Exercises
(a) According to the post on peak oil and U.S. consumption, why is cutting U.S. reliance on foreign oil expensive? Explain in one to three sentences.
(b) From the post on peak oil and U.S. consumption, quote the passage starting with "Prof. Hamilton has" and going on through "would drop radically.", copying it word for word.
Given text Start Marker
Peak Oil and U.S. Consumption

Prof. Hamilton has a very good introductory post on U.S. oil production and how it is in decline, has been in decline for the past two generations and will likely always be in decline. What I found interesting was the final portion of the post that discusses who benefits from rising U.S. demand while at the same time U.S. production is on the decline. The short answer is oil rich/exporting countries, many of whom have links to terrorism. Also, what would happen if the U.S. could significantly reduce or even stop importing oil; the price would drop radically.

Prof. Hamilton even turns to past, present and hopeful leaders of our country including Richard Nixon, Jimmy Carter, George H.W. Bush, George W. Bush, and Hillary Clinton. They all sing the same tune, more or less, that being less reliable on foreign oil would be a good thing. If so many different high ranking leaders all agree how come nothing is done?

Prof. Hamilton notes that achieving this goal is painful, but that is about as far as he goes. The reason why it is expensive is that right now all other options are at least as costly as continuing to import oil from other parts of the world. The way to think of it, and it is surprisingly simple, is that if it were cheaper to switch to alternative sources of energy we’d have done it already. You can’t have every increasing prices and people passing up substantial savings. That $10 billion a quarter that ExxonMobil is earning, those are the savings that people are passing up by sticking with oil if in fact it would be cheaper to run cars off of used vegetable oil.
Given text End Marker
Entries shown Start Marker
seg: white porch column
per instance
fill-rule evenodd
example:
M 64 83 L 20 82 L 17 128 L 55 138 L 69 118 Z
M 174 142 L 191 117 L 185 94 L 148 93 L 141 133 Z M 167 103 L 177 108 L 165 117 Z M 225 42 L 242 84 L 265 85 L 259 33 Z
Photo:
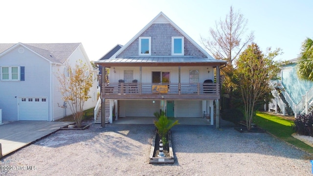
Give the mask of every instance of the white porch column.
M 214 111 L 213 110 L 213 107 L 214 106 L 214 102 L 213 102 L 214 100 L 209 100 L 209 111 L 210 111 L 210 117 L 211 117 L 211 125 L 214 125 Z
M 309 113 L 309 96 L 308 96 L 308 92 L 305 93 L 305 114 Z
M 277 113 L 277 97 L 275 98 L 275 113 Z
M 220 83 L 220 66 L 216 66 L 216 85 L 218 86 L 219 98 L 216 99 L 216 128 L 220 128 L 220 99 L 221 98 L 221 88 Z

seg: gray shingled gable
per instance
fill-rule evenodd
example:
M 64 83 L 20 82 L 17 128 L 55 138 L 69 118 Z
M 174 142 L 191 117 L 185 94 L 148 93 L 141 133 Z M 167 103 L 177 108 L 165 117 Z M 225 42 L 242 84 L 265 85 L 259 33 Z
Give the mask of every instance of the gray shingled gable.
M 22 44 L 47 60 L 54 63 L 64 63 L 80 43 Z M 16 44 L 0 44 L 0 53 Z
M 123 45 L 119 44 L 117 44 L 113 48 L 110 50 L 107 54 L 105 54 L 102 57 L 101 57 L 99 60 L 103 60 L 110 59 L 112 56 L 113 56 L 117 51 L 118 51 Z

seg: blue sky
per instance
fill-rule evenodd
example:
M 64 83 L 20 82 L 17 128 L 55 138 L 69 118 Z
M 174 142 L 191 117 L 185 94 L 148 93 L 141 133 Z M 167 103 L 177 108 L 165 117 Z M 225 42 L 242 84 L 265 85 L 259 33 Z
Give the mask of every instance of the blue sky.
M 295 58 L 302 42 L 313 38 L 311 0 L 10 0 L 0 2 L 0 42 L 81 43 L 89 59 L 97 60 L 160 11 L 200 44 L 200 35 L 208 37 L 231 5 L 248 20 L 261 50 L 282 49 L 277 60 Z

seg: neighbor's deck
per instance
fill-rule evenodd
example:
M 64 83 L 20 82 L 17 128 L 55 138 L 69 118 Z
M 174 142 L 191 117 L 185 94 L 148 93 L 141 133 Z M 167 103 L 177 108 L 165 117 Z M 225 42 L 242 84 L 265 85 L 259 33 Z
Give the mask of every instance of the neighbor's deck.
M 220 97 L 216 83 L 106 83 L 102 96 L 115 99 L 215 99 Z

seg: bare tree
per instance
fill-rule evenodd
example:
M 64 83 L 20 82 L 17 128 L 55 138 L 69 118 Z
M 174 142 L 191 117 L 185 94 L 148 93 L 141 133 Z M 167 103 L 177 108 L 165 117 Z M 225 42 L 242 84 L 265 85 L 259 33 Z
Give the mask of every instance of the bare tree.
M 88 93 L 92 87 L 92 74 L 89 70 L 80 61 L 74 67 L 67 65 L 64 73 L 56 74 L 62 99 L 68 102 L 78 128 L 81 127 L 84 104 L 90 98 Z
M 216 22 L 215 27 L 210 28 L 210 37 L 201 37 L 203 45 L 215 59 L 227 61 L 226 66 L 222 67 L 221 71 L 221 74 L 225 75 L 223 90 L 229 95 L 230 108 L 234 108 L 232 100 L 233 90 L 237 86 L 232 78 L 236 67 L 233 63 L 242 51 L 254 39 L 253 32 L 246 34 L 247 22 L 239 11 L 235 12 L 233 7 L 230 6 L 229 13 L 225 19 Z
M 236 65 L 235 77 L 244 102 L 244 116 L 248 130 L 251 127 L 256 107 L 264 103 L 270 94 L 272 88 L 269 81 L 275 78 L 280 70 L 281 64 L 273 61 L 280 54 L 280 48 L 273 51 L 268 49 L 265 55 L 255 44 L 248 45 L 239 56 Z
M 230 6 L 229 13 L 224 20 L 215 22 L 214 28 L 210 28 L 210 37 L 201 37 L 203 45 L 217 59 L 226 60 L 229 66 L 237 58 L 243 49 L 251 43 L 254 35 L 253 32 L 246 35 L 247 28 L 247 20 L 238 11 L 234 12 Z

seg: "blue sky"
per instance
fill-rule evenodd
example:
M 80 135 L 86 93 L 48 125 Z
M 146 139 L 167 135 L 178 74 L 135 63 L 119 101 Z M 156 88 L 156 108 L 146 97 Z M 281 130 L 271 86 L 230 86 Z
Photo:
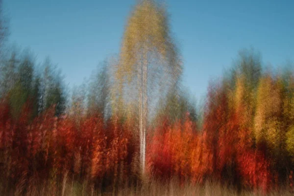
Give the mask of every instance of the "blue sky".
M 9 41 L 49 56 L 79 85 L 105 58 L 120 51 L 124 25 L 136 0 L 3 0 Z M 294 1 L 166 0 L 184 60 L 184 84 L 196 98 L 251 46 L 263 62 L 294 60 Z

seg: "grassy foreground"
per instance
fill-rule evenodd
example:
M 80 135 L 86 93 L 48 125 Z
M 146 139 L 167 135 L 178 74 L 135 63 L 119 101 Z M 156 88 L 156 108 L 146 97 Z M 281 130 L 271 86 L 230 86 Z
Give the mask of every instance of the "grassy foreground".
Entries shown End Marker
List of solutions
(a) It is expensive because every other option is, for now, at least as costly as continuing to import oil. If switching to other energy sources were cheaper, people would already have made the switch.

(b)
Prof. Hamilton has a very good introductory post on U.S. oil production and how it is in decline, has been in decline for the past two generations and will likely always be in decline. What I found interesting was the final portion of the post that discusses who benefits from rising U.S. demand while at the same time U.S. production is on the decline. The short answer is oil rich/exporting countries, many of whom have links to terrorism. Also, what would happen if the U.S. could significantly reduce or even stop importing oil; the price would drop radically.